>> Begin Source records

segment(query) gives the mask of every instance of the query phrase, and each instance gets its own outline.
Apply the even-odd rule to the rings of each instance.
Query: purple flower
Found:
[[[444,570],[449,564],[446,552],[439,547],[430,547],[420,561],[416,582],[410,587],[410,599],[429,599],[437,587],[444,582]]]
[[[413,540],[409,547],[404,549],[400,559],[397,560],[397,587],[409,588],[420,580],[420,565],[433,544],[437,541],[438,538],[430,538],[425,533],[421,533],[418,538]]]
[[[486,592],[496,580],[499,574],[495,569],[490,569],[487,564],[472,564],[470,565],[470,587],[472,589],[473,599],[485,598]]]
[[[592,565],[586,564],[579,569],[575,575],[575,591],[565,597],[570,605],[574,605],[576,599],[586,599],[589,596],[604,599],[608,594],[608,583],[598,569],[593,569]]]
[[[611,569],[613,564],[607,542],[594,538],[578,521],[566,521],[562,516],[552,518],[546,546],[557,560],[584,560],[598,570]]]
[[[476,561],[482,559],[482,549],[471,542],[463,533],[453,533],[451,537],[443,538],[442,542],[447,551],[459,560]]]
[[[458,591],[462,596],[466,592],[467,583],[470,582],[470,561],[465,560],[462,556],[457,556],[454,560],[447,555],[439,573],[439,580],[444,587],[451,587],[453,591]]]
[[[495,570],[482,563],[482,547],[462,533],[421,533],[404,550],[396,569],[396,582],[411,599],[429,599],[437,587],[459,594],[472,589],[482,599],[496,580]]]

>> End Source records

What this task involves - Extract every line of the records that contains the word "each", matching its case exactly.

The solution -
segment(query) gives the mask of every instance of the query phrase, and each instance gets its own outline.
Apply the even-odd rule to the rings of each instance.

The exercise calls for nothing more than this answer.